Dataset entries
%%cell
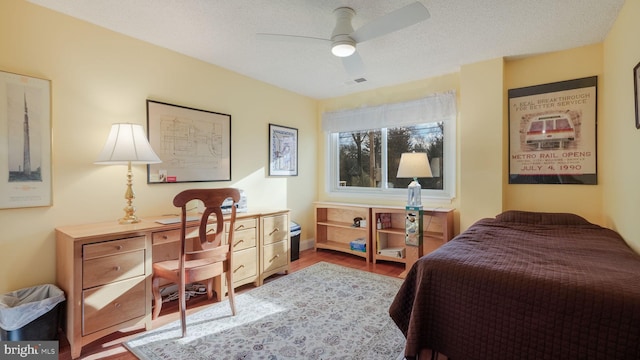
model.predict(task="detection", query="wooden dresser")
[56,210,290,359]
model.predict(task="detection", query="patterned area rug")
[125,262,405,360]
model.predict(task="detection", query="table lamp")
[396,152,433,207]
[95,124,162,224]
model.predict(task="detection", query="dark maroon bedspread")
[389,212,640,360]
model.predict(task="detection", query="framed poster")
[633,63,640,129]
[509,76,598,185]
[269,124,298,176]
[147,100,231,184]
[0,71,52,209]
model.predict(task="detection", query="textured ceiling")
[29,0,624,99]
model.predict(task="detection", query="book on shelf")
[376,213,391,229]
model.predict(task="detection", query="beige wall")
[598,0,640,252]
[458,59,505,231]
[0,0,318,293]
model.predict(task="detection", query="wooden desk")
[56,210,290,359]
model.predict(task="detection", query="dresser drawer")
[262,240,289,272]
[224,218,258,232]
[231,228,258,251]
[82,276,147,336]
[233,247,258,283]
[82,236,145,260]
[262,214,289,244]
[82,249,145,289]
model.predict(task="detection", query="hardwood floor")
[59,249,404,360]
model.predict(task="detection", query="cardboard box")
[378,247,405,259]
[349,238,367,252]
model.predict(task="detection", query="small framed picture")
[633,63,640,129]
[269,124,298,176]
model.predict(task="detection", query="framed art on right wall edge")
[633,63,640,129]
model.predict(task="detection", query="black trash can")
[0,284,65,341]
[289,221,302,261]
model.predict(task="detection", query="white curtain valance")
[322,90,457,133]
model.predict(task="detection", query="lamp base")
[118,215,142,224]
[118,161,141,224]
[407,178,422,206]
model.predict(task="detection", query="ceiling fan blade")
[256,33,331,44]
[342,51,365,79]
[349,1,430,43]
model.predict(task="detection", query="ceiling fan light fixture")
[331,40,356,57]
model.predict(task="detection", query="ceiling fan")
[257,1,429,77]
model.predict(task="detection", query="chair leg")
[178,284,187,337]
[207,278,214,301]
[151,277,162,320]
[226,271,236,316]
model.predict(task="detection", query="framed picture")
[508,76,598,185]
[269,124,298,176]
[147,100,231,184]
[0,71,52,209]
[633,63,640,129]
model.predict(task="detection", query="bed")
[389,211,640,360]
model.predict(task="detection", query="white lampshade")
[95,124,162,165]
[396,152,433,178]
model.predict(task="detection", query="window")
[323,92,456,199]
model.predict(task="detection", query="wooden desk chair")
[152,188,240,337]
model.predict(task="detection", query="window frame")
[325,116,457,203]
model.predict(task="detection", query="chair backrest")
[173,188,240,262]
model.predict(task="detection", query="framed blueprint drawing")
[147,100,231,184]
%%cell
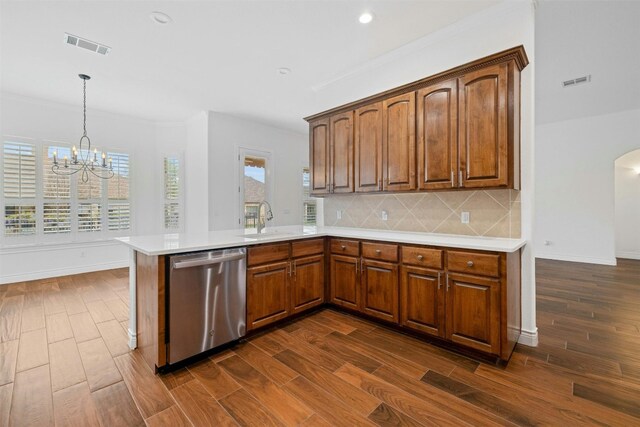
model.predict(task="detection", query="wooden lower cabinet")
[247,261,290,330]
[330,255,360,310]
[361,260,398,323]
[290,255,324,314]
[446,274,500,354]
[400,266,445,338]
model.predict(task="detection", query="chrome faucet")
[258,200,273,234]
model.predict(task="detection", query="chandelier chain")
[82,79,87,136]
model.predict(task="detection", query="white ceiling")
[0,0,498,131]
[616,150,640,169]
[535,0,640,124]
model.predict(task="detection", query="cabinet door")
[417,80,458,190]
[290,255,324,314]
[309,119,331,194]
[458,64,509,188]
[330,111,353,193]
[362,259,399,323]
[331,255,360,310]
[355,102,382,192]
[400,266,445,338]
[382,92,416,191]
[446,274,500,354]
[247,261,290,330]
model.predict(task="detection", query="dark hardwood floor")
[0,260,640,426]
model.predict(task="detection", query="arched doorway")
[615,149,640,259]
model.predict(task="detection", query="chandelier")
[51,74,113,182]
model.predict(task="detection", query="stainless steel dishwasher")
[168,248,247,364]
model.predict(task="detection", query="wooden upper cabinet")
[458,64,509,188]
[329,111,354,193]
[382,92,416,191]
[354,102,382,192]
[309,119,331,194]
[417,79,458,190]
[305,46,528,194]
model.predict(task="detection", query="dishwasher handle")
[172,252,245,270]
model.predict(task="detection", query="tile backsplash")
[323,190,520,238]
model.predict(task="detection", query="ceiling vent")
[64,33,111,55]
[562,74,591,87]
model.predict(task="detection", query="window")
[42,145,71,234]
[302,168,317,225]
[164,157,182,231]
[1,141,131,243]
[107,153,131,231]
[2,142,36,236]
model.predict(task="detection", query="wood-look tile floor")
[0,260,640,426]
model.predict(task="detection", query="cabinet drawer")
[362,243,398,262]
[331,239,360,256]
[291,239,324,258]
[447,251,500,277]
[247,243,289,265]
[402,246,442,270]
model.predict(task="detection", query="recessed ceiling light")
[149,12,173,25]
[358,12,373,24]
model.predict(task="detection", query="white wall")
[534,110,640,265]
[183,111,210,233]
[0,93,186,283]
[615,164,640,259]
[308,2,537,345]
[208,112,309,230]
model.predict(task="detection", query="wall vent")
[64,33,111,55]
[562,74,591,87]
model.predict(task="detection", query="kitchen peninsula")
[118,226,526,370]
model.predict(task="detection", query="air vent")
[64,33,111,55]
[562,74,591,87]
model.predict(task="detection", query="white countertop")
[116,226,527,255]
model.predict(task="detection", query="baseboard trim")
[518,328,538,347]
[616,251,640,260]
[0,259,129,285]
[535,253,617,266]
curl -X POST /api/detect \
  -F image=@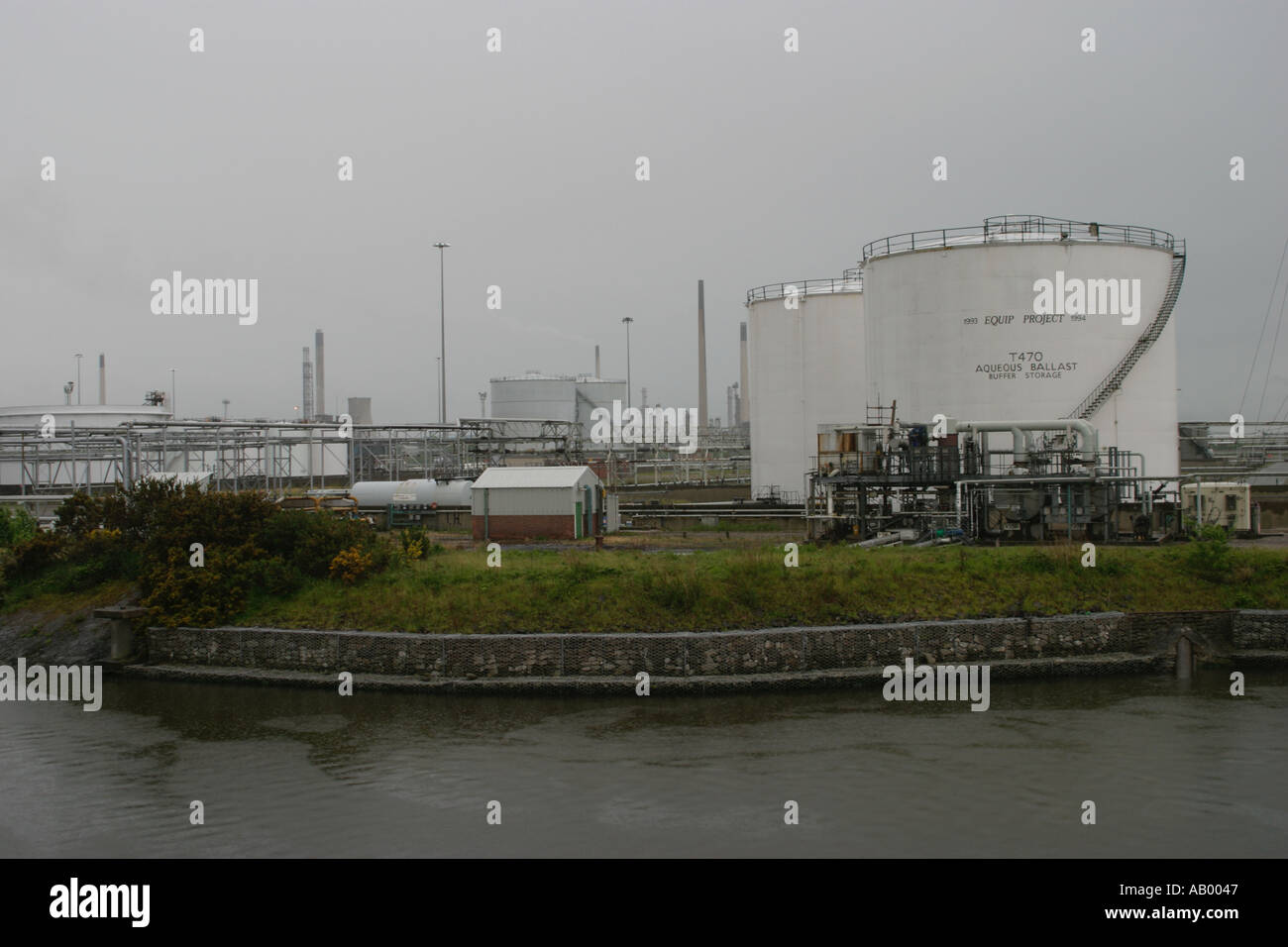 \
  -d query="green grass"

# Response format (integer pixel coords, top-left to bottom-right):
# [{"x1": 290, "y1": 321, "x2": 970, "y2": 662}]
[{"x1": 235, "y1": 544, "x2": 1288, "y2": 633}]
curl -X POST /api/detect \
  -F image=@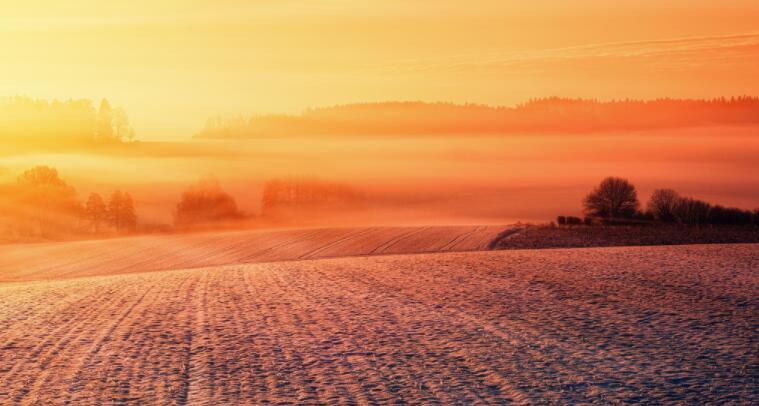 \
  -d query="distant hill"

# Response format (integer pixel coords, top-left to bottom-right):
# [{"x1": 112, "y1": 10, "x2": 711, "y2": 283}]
[
  {"x1": 0, "y1": 96, "x2": 134, "y2": 150},
  {"x1": 195, "y1": 97, "x2": 759, "y2": 139}
]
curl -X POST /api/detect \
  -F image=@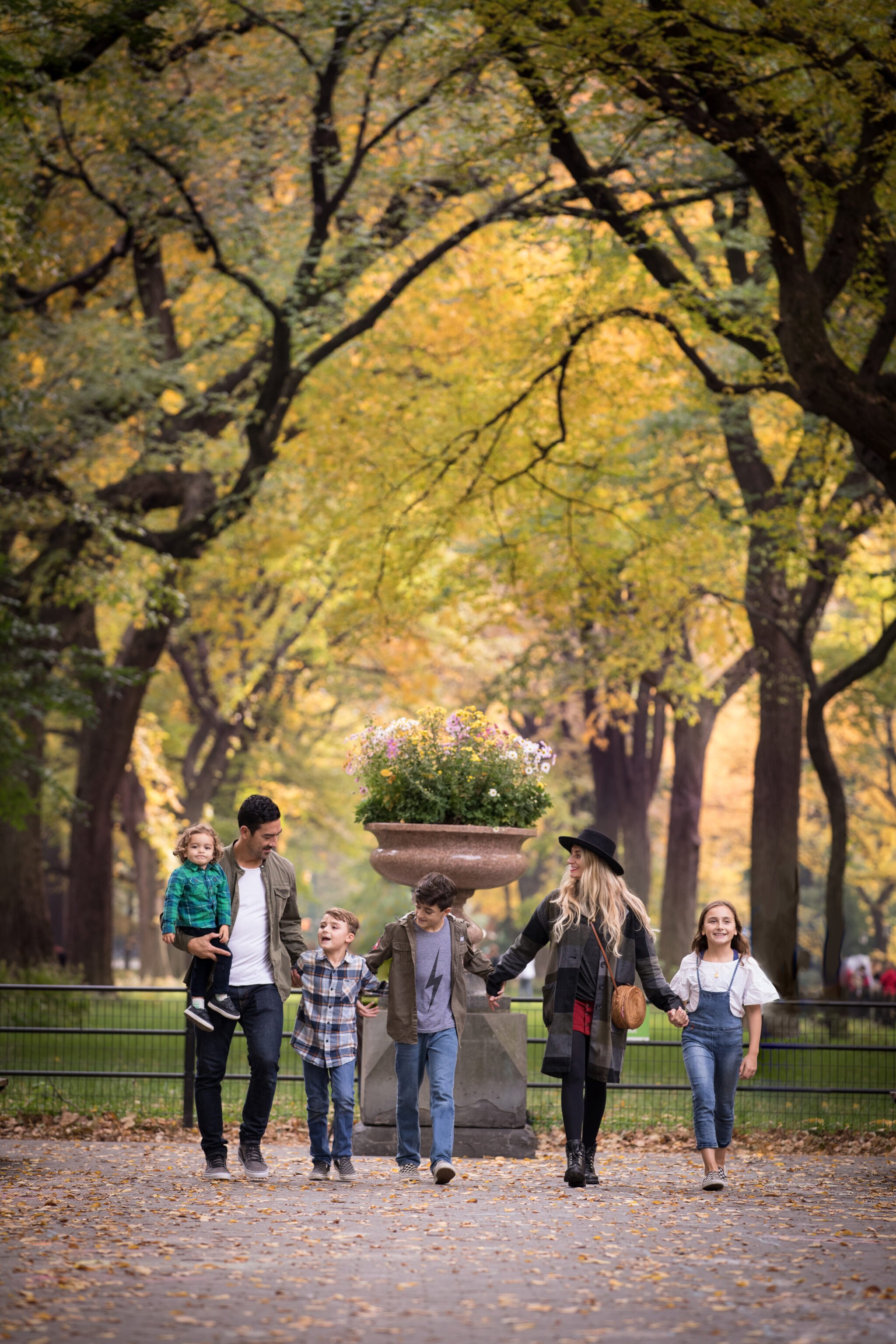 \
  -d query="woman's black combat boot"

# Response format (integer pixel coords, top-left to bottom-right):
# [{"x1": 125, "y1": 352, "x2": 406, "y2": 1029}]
[{"x1": 563, "y1": 1142, "x2": 584, "y2": 1188}]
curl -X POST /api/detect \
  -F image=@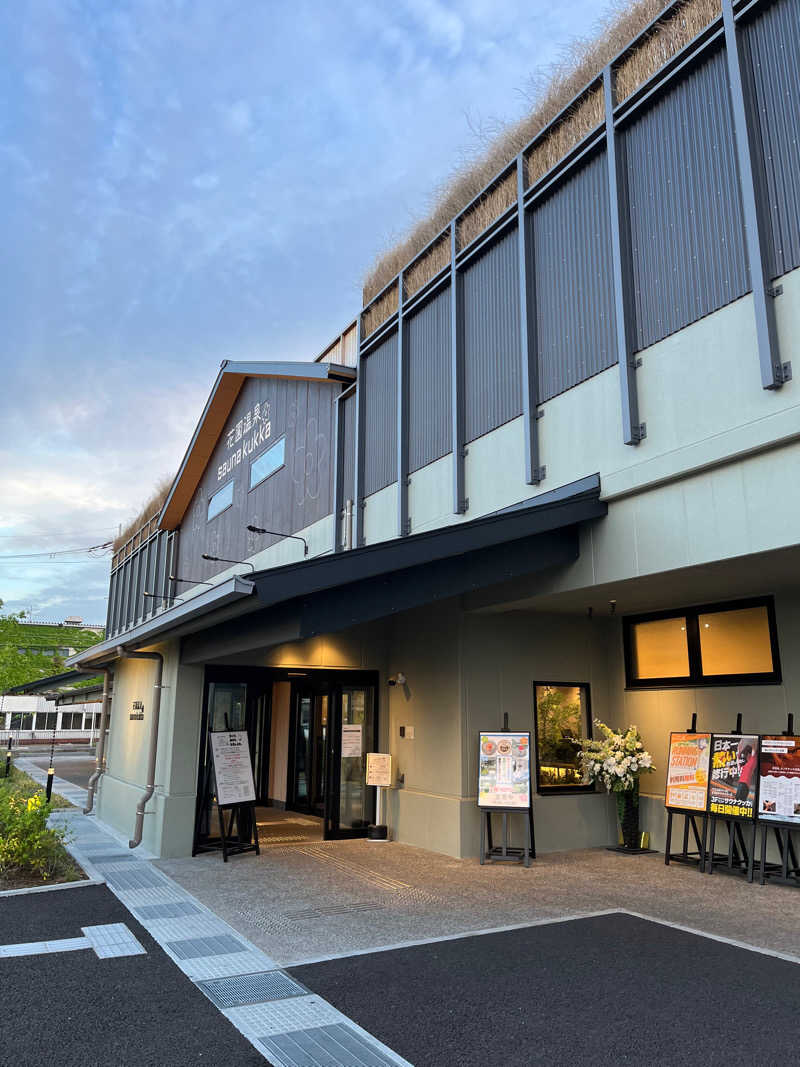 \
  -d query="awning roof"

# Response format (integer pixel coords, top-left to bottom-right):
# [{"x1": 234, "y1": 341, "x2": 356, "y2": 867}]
[
  {"x1": 159, "y1": 360, "x2": 355, "y2": 530},
  {"x1": 67, "y1": 475, "x2": 608, "y2": 670},
  {"x1": 181, "y1": 476, "x2": 607, "y2": 663}
]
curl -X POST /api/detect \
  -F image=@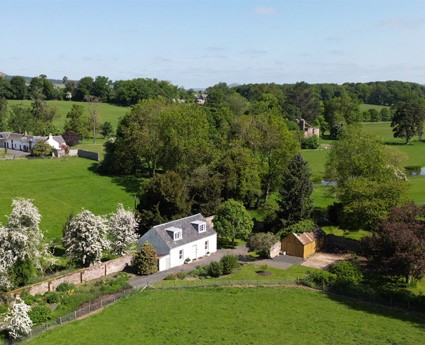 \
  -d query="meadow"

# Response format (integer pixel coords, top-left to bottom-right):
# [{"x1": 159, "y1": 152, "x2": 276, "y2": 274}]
[
  {"x1": 28, "y1": 287, "x2": 424, "y2": 345},
  {"x1": 302, "y1": 122, "x2": 425, "y2": 208},
  {"x1": 0, "y1": 157, "x2": 134, "y2": 239},
  {"x1": 7, "y1": 100, "x2": 130, "y2": 132}
]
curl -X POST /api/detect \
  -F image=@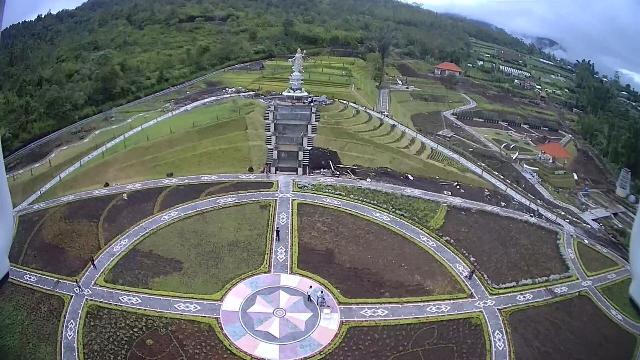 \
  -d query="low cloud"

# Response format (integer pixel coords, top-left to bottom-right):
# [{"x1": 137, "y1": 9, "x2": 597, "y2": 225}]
[{"x1": 407, "y1": 0, "x2": 640, "y2": 88}]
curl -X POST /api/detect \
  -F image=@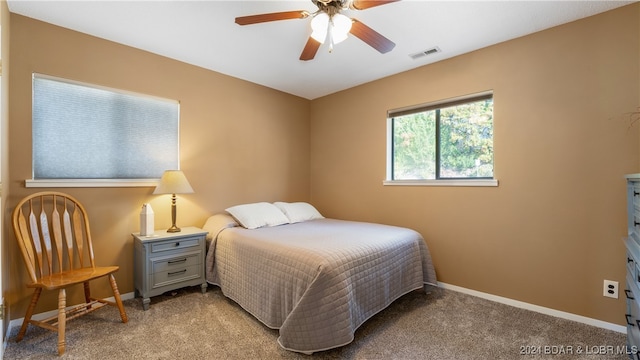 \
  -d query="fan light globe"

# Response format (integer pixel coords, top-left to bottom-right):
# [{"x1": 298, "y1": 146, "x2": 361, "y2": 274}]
[
  {"x1": 331, "y1": 14, "x2": 351, "y2": 44},
  {"x1": 311, "y1": 12, "x2": 329, "y2": 44}
]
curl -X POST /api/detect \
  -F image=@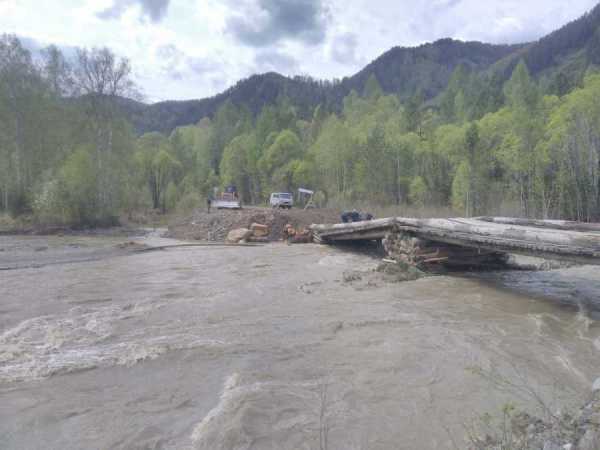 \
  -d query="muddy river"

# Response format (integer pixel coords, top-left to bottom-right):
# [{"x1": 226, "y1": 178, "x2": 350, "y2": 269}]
[{"x1": 0, "y1": 236, "x2": 600, "y2": 450}]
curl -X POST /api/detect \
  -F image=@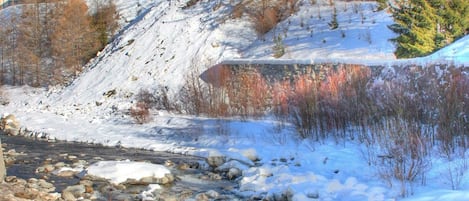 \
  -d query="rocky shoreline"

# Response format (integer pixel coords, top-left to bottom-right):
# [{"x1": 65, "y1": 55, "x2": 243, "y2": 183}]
[{"x1": 0, "y1": 133, "x2": 242, "y2": 201}]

_What is required_: Lay out the rows from the start through the line containing "[323,92,456,199]" as a Markdown table with columns Line and Text, one line per table row. Skip blank lines and omit the pictures.

_Final answer_:
| Line | Text |
|---|---|
| 1 | %%cell |
| 2 | model.predict(task="detection", query="wooden dresser") |
| 3 | [56,210,290,359] |
| 4 | model.predict(task="detection", query="patterned area rug") |
| 5 | [125,262,405,360] |
| 6 | model.predict(task="detection", query="table lamp") |
| 7 | [396,152,433,207] |
| 8 | [95,124,162,224] |
| 9 | model.predict(task="detection", query="dark maroon bedspread") |
| 10 | [389,212,640,360] |
| 11 | model.predict(task="detection", query="framed poster") |
| 12 | [633,63,640,129] |
| 13 | [509,76,598,185] |
| 14 | [269,124,298,176] |
| 15 | [147,100,231,184] |
| 16 | [0,71,52,209] |
| 17 | model.predict(task="detection", query="textured ceiling") |
| 18 | [29,0,624,99] |
| 19 | model.predict(task="detection", query="book on shelf") |
| 20 | [376,213,391,229] |
| 21 | model.predict(task="detection", query="beige wall") |
| 22 | [598,0,640,252] |
| 23 | [458,59,505,231] |
| 24 | [0,0,318,293] |
| 25 | model.predict(task="detection", query="wooden desk") |
| 26 | [56,210,290,359] |
| 27 | model.predict(task="detection", query="dresser drawer") |
| 28 | [262,240,289,272] |
| 29 | [224,218,258,232] |
| 30 | [231,228,258,251] |
| 31 | [82,276,147,336] |
| 32 | [233,247,258,283] |
| 33 | [82,236,145,260] |
| 34 | [262,214,289,244] |
| 35 | [82,249,145,289] |
| 36 | model.predict(task="detection", query="hardwood floor") |
| 37 | [59,249,404,360] |
| 38 | model.predict(task="detection", query="cardboard box") |
| 39 | [378,247,405,259] |
| 40 | [349,238,367,252] |
| 41 | model.predict(task="detection", query="small framed picture") |
| 42 | [633,63,640,129] |
| 43 | [269,124,298,176] |
| 44 | model.predict(task="detection", query="framed art on right wall edge") |
| 45 | [633,63,640,129] |
| 46 | model.predict(task="detection", query="black trash can") |
| 47 | [0,284,65,341] |
| 48 | [289,221,302,261] |
| 49 | model.predict(task="detection", query="white curtain valance") |
| 50 | [322,90,457,133] |
| 51 | model.predict(task="detection", query="lamp base") |
| 52 | [118,215,142,224] |
| 53 | [118,161,141,224] |
| 54 | [407,178,422,206] |
| 55 | model.predict(task="detection", query="ceiling fan blade") |
| 56 | [256,33,331,44] |
| 57 | [342,51,365,79] |
| 58 | [349,1,430,43] |
| 59 | model.predict(task="detection", query="ceiling fan light fixture") |
| 60 | [331,40,356,57] |
| 61 | model.predict(task="detection", query="ceiling fan") |
| 62 | [257,1,429,77] |
| 63 | model.predict(task="detection", query="chair leg") |
| 64 | [178,284,187,337] |
| 65 | [207,278,214,301] |
| 66 | [151,277,162,320] |
| 67 | [226,271,236,316] |
| 68 | model.predict(task="detection", query="framed picture") |
| 69 | [508,76,598,185] |
| 70 | [269,124,298,176] |
| 71 | [147,100,231,184] |
| 72 | [0,71,52,209] |
| 73 | [633,63,640,129] |
| 74 | model.predict(task="detection", query="bed") |
| 75 | [389,211,640,360] |
| 76 | model.predict(task="detection", query="white lampshade") |
| 77 | [95,124,162,165] |
| 78 | [396,152,433,178] |
| 79 | model.predict(task="detection", query="window") |
| 80 | [323,92,456,199] |